Provided information:

>> BEGIN

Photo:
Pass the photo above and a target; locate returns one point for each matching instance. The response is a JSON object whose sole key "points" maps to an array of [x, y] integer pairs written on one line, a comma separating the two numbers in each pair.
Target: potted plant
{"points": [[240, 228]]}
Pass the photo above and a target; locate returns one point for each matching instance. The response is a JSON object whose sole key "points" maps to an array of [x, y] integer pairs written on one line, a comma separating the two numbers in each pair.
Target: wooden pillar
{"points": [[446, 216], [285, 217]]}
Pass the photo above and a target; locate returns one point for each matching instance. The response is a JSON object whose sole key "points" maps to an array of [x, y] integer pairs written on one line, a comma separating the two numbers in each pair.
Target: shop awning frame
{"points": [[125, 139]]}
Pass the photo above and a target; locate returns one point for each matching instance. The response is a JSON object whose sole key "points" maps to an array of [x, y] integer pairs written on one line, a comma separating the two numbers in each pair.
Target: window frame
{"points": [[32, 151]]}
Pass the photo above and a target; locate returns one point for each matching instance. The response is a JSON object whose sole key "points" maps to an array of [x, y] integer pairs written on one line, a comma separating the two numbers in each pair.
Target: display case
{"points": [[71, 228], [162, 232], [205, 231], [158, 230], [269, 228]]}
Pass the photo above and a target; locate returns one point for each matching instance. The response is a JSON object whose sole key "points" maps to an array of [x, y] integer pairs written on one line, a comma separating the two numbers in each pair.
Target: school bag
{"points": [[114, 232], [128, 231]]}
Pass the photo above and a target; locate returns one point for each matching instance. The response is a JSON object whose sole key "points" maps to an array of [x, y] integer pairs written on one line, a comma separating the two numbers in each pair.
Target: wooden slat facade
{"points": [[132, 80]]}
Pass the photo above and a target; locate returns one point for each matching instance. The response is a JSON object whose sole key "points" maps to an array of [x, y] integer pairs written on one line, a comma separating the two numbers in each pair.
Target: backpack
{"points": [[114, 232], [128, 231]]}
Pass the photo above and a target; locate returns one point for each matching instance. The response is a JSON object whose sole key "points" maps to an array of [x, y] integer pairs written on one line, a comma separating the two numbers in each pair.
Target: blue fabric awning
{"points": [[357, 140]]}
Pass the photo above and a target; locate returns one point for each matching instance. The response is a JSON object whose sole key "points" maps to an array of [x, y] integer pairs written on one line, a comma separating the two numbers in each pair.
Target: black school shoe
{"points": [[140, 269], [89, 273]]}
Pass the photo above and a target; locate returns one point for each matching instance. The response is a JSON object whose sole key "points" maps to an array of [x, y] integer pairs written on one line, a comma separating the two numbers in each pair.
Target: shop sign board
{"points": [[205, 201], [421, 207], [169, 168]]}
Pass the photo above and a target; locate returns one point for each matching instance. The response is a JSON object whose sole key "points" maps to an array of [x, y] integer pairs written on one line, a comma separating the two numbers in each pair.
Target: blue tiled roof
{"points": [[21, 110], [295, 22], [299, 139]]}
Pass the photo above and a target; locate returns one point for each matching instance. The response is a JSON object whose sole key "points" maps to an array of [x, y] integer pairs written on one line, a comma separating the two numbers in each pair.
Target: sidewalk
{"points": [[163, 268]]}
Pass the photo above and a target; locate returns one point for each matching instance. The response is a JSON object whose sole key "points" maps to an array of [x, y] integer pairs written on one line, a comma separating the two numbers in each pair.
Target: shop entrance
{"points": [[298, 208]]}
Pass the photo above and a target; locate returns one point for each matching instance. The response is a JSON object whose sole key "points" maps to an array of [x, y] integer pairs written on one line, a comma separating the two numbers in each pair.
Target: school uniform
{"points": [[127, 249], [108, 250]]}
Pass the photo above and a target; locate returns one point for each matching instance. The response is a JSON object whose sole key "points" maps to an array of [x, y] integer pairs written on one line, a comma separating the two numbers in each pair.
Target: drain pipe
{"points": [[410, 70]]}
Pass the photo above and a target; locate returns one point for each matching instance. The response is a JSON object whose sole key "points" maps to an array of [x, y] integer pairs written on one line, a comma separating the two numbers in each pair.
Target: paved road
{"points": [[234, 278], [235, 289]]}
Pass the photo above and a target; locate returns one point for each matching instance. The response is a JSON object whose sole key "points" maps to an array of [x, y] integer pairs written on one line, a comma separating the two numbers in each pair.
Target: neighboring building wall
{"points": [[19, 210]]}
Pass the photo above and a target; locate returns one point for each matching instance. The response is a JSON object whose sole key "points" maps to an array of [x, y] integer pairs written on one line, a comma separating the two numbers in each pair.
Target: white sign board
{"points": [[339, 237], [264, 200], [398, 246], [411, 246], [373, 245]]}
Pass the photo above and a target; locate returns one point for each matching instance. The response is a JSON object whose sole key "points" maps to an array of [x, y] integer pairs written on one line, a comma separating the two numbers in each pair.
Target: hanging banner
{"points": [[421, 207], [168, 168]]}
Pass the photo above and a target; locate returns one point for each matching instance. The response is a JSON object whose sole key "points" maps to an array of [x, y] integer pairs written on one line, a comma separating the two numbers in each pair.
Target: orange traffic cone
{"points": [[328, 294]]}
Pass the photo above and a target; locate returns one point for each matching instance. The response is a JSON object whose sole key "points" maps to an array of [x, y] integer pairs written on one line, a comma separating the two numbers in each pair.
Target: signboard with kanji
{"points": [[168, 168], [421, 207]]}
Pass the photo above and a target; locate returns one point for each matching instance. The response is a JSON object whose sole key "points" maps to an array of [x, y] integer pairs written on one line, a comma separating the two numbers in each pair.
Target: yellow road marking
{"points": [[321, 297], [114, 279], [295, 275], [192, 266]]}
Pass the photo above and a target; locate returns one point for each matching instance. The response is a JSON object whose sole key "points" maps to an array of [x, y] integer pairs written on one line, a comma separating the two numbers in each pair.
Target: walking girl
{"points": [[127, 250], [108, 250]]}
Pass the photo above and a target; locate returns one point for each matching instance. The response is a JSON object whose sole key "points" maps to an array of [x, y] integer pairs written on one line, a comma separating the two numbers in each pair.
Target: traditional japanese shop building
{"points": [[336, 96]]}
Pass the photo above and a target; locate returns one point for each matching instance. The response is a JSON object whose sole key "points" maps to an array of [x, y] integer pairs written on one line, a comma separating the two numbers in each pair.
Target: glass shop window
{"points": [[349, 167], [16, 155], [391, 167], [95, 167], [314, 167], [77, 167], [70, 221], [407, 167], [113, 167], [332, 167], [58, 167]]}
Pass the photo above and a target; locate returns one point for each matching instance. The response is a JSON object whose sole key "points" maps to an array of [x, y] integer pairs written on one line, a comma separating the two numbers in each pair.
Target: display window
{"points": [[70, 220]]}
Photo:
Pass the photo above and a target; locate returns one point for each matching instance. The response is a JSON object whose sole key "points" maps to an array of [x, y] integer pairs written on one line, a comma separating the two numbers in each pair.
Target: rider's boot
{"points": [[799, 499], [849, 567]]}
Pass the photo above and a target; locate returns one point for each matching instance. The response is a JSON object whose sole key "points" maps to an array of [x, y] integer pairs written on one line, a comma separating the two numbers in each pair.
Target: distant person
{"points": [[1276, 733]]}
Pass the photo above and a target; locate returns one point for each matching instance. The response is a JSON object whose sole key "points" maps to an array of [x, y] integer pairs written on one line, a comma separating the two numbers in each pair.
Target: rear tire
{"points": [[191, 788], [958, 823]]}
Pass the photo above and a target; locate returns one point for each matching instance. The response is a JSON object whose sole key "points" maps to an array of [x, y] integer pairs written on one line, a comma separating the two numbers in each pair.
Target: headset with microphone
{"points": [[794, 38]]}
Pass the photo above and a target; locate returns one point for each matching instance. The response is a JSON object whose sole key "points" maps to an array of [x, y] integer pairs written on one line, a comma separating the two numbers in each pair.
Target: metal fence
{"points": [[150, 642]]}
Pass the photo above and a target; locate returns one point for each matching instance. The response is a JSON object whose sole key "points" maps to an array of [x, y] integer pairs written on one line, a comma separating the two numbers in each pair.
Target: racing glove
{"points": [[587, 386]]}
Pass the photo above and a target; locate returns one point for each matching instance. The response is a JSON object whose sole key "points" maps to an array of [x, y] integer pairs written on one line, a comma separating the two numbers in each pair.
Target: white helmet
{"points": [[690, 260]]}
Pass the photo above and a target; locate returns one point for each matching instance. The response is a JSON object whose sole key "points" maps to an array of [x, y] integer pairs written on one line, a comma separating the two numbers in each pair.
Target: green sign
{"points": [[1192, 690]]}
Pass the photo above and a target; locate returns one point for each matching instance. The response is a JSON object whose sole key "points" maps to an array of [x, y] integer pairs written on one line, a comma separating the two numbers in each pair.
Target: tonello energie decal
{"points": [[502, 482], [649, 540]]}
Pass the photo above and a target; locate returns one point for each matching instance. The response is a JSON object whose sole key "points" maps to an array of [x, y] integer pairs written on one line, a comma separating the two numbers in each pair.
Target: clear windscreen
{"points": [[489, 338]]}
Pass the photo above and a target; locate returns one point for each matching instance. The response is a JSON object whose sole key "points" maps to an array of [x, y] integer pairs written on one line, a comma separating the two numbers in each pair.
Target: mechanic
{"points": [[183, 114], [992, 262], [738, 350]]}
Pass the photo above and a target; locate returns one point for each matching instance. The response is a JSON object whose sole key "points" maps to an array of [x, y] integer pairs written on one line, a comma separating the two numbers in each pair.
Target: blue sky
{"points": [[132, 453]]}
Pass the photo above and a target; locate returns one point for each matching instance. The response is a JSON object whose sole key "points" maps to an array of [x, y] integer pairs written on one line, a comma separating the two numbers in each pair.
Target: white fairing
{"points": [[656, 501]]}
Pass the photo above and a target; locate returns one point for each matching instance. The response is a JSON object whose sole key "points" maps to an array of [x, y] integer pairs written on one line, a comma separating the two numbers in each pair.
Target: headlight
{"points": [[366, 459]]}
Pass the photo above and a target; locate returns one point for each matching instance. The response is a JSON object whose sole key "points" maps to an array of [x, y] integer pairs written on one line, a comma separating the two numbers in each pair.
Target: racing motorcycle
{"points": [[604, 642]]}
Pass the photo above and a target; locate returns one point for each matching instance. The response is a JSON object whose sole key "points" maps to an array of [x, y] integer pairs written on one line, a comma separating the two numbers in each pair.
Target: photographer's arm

>> END

Problem to solve:
From the lines above, pull out each one that contains the string "school".

Result of this task:
Target: school bag
Target: black school shoe
Target: school uniform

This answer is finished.